MATERIAL TO PROCESS
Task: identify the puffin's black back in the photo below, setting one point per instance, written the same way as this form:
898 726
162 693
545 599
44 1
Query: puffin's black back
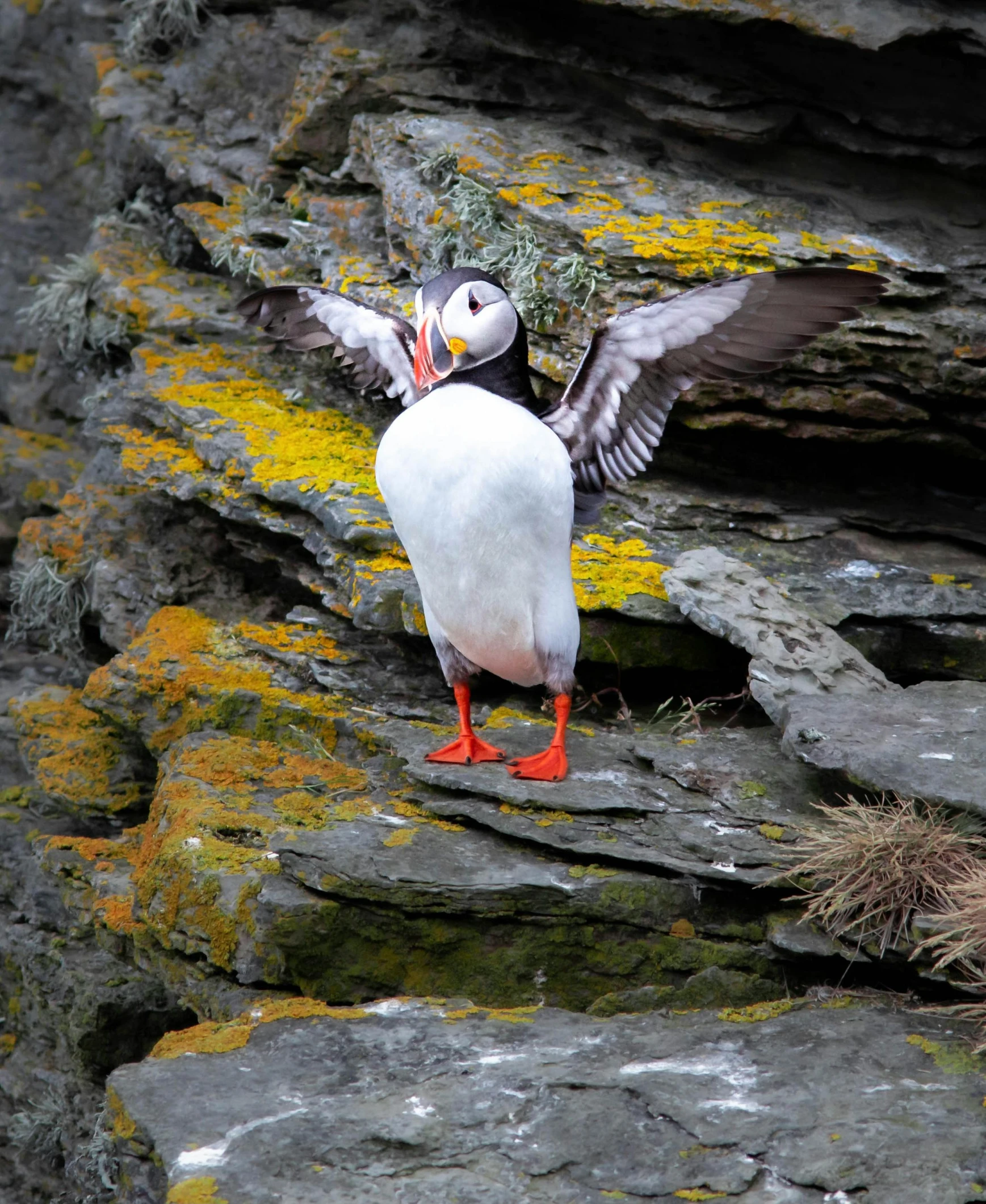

SET TASK
Please convert every line of the entries above into a numbered list, skipping blank lines. Leave the pictures out of the answer.

THE COMPLETED TASK
1. Task: identify the puffin's black back in the photo below, setting one point per instance, written the same way as this form:
2. 898 726
3. 162 693
4. 545 599
5. 44 1
6. Query: puffin's black back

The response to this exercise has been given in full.